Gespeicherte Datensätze
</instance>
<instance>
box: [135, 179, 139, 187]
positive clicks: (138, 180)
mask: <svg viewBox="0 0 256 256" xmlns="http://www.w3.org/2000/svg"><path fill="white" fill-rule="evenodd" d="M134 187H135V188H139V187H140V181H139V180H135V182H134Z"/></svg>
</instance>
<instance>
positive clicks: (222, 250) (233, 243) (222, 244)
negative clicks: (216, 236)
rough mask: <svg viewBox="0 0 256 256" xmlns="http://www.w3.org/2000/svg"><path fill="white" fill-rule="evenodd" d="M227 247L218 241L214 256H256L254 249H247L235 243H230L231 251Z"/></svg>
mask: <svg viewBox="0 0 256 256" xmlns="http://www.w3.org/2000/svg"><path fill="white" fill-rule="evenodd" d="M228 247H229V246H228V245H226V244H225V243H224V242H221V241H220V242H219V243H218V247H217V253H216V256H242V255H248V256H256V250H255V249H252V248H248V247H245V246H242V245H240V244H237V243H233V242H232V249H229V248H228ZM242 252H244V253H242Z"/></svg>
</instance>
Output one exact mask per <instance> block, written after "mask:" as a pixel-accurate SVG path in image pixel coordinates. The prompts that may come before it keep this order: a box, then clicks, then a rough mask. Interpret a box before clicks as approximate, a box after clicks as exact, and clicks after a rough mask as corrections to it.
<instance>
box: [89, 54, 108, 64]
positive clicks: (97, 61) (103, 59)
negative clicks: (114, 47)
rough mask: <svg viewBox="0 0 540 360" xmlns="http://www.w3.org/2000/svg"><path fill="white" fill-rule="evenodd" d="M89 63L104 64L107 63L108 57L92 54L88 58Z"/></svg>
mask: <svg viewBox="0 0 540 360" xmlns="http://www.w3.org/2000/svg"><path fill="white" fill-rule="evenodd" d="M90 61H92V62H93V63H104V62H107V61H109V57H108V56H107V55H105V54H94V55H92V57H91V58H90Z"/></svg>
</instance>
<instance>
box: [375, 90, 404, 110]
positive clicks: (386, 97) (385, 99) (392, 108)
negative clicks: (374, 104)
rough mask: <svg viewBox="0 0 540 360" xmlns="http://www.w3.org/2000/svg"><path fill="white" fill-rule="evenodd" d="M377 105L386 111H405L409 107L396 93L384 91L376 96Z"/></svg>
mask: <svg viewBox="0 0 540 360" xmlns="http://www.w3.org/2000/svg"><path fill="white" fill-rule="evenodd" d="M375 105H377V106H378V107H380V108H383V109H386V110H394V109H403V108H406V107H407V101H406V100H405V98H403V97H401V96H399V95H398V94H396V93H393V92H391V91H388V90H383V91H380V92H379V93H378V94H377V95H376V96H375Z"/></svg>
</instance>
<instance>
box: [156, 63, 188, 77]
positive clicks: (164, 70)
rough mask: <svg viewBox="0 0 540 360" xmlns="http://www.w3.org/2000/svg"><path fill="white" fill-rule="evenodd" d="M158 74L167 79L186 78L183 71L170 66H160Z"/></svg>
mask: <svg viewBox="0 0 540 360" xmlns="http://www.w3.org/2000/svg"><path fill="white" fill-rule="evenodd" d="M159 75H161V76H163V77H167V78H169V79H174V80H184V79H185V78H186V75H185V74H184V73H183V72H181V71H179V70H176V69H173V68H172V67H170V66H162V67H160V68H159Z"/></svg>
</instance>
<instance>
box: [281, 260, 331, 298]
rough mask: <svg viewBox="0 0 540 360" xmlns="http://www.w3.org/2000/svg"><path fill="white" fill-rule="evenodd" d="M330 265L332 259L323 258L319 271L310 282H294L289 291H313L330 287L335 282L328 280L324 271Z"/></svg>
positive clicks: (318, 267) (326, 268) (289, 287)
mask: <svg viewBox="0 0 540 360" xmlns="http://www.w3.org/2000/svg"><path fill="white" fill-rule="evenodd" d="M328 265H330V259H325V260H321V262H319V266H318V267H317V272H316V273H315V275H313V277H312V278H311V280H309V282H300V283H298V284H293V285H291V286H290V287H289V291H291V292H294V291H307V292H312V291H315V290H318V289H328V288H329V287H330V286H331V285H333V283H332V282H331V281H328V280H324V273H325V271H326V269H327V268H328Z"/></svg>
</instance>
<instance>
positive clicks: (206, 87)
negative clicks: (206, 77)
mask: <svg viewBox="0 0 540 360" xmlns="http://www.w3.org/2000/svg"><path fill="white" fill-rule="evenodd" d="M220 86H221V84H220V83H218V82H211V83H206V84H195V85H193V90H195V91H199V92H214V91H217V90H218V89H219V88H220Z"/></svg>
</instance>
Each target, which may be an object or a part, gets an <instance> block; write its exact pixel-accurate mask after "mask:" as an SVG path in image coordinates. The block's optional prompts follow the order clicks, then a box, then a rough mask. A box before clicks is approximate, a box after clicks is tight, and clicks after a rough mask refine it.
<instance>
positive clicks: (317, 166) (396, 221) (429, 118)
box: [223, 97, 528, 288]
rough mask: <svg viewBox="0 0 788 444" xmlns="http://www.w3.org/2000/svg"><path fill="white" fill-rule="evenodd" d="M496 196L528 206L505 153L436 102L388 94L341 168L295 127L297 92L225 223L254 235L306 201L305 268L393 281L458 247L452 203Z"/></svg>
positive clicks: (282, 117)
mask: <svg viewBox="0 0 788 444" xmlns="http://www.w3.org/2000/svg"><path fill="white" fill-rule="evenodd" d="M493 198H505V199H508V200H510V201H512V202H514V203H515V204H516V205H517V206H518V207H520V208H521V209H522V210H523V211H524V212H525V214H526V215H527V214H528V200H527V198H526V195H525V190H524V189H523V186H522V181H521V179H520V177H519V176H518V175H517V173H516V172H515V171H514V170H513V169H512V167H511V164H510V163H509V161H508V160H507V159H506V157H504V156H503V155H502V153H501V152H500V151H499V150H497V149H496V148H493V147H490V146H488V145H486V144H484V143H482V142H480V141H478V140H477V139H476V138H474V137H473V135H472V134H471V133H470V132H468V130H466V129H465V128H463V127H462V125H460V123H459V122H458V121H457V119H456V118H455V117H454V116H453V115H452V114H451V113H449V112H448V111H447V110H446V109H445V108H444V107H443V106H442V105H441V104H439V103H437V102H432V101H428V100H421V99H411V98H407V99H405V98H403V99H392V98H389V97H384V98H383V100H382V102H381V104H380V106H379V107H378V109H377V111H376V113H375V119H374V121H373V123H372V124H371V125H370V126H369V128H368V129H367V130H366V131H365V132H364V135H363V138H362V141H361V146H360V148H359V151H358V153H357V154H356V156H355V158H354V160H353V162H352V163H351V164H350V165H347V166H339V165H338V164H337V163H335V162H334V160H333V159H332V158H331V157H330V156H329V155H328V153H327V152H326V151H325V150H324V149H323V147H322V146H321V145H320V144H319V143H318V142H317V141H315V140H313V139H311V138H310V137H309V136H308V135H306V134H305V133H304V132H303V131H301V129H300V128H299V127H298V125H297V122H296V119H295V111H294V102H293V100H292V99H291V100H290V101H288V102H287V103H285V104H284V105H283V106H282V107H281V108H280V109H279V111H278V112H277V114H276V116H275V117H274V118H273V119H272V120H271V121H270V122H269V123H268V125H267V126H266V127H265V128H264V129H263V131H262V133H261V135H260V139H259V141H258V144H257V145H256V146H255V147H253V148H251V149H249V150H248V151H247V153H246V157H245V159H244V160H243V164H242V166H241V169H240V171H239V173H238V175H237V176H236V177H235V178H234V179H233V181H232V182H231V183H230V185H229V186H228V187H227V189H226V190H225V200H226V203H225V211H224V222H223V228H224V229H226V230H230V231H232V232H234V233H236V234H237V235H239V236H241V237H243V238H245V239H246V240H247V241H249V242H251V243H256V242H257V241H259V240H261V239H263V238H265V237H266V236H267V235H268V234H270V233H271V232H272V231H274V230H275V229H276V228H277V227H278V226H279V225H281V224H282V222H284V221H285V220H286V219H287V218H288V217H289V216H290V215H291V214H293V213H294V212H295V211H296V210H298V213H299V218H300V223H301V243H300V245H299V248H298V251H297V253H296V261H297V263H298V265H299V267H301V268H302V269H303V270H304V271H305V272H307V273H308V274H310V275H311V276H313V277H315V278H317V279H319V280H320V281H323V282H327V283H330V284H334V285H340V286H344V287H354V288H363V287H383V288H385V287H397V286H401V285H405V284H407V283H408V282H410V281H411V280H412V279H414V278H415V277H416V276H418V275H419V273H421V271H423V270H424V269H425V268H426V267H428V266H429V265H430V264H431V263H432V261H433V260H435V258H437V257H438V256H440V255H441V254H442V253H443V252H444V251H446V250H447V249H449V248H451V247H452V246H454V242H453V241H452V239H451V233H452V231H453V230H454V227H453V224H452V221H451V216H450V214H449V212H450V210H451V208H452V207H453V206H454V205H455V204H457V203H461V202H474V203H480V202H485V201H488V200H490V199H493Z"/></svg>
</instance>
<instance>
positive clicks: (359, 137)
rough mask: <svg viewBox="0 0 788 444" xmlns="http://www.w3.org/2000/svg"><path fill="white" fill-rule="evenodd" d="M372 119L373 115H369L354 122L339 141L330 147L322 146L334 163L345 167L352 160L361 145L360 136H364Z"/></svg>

AUFGABE ▸
Schreibe den Abschnitt der Datensätze von der Zeile mit „196L528 206L505 153L436“ bis einschließlich der Zeile mit „positive clicks: (282, 117)“ als JSON-Liste von Zeichenketten um, mit einer Zeichenkette pro Zeile und ohne Leerzeilen.

ANTWORTFELD ▸
[
  "rough mask: <svg viewBox=\"0 0 788 444\" xmlns=\"http://www.w3.org/2000/svg\"><path fill=\"white\" fill-rule=\"evenodd\" d=\"M496 196L528 206L505 153L436 102L388 94L341 168L295 127L297 92L225 223L254 235L306 201L305 268L393 281L458 247L452 203Z\"/></svg>",
  "positive clicks: (282, 117)"
]